[WORK ITEM]
When you copy the entries, keep every word exactly as it stands.

******

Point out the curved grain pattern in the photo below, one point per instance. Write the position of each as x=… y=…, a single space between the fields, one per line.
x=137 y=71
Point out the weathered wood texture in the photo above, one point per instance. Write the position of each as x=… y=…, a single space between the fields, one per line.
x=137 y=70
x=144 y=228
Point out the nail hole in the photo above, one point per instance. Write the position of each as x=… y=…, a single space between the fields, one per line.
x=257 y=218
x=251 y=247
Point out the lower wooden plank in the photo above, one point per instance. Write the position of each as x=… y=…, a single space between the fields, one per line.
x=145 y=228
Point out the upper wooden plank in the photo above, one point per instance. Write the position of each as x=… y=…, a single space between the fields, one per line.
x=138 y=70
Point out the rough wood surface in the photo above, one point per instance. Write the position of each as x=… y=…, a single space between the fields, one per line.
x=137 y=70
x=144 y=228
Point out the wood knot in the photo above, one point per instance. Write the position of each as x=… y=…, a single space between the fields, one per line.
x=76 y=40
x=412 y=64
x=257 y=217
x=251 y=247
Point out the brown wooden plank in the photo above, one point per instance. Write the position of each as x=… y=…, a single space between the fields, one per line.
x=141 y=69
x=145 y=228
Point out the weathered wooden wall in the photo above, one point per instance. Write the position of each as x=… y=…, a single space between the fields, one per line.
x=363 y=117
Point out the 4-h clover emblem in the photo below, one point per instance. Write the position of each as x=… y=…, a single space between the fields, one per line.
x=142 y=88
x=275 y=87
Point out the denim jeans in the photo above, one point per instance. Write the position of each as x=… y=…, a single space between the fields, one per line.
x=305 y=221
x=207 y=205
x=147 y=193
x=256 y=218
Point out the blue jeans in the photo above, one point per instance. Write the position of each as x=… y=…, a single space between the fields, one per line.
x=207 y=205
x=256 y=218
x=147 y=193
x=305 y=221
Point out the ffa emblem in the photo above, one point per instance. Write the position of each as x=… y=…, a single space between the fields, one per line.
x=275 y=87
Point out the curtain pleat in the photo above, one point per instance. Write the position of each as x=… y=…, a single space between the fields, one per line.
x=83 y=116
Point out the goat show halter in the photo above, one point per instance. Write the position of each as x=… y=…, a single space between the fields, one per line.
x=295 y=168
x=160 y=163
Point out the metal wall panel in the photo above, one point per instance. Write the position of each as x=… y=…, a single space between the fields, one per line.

******

[ANSWER BELOW]
Point out the curved grain pattern in the photo below, one point per instance. Write the position of each as x=… y=…, a single space between the fields, one per line.
x=137 y=71
Point out the weathered wood texture in the photo above, one point per instance. Write the position of each as x=… y=…, a single space between the fields, one per line.
x=137 y=70
x=144 y=228
Point out the nail hole in the photo above, one point per instance. Write the position of each as x=… y=…, a single space between the fields, one per line.
x=257 y=218
x=251 y=247
Point out the lower wooden plank in the photo above, one point per instance. Write the position of each as x=… y=…, a single space between the fields, one per line.
x=145 y=228
Point out the upper wooden plank in the photo above, one point per instance. Write the position of each as x=… y=…, a single space between the fields, one per line.
x=138 y=70
Point out the rough wood surface in the photo above, one point per instance. Write the position of each as x=… y=…, a single space between the fields, one per line.
x=137 y=70
x=144 y=228
Point out the wood knot in the photo above, one point per instance. Write the position of each as x=… y=…, a single space between the fields, one per line.
x=76 y=40
x=412 y=64
x=257 y=217
x=251 y=247
Point out the brown wooden plank in the photo above, one point per instance. Write the position of each as x=… y=…, a single space between the fields, one per line.
x=141 y=69
x=145 y=228
Point out the weathered wooden wall in the photo above, one point per instance. Write the position of each as x=… y=…, a single space between the fields, one per line.
x=363 y=117
Point out the 4-h clover emblem in the photo below, one point per instance. Write the position of each as x=… y=…, a single space between the fields, one per line.
x=142 y=88
x=275 y=87
Point out the denim jeans in the photo above, one point per instance. Write the position of each as x=… y=…, a single space between the fields, one per line.
x=305 y=221
x=207 y=205
x=147 y=193
x=256 y=218
Point out the blue jeans in the photo above, one point per instance. Write the position of each as x=… y=…, a single space between the fields, one per line.
x=207 y=205
x=256 y=218
x=147 y=193
x=305 y=221
Point out the ffa emblem in the photo above, one point per instance. Write the position of each as x=… y=…, a single space between the fields, one per line.
x=275 y=87
Point out the curtain pleat in the photo above, one point per instance. Write the position of each as x=… y=…, a single space between the fields, one per line.
x=83 y=116
Point out the goat show halter in the photo above, one point per instance. Write the position of each as x=… y=…, a single space between the fields, one per line.
x=295 y=168
x=160 y=163
Point out the metal wall panel in the photo above, one point per instance. Write the position of each as x=… y=…, a single space between the fields, one per line.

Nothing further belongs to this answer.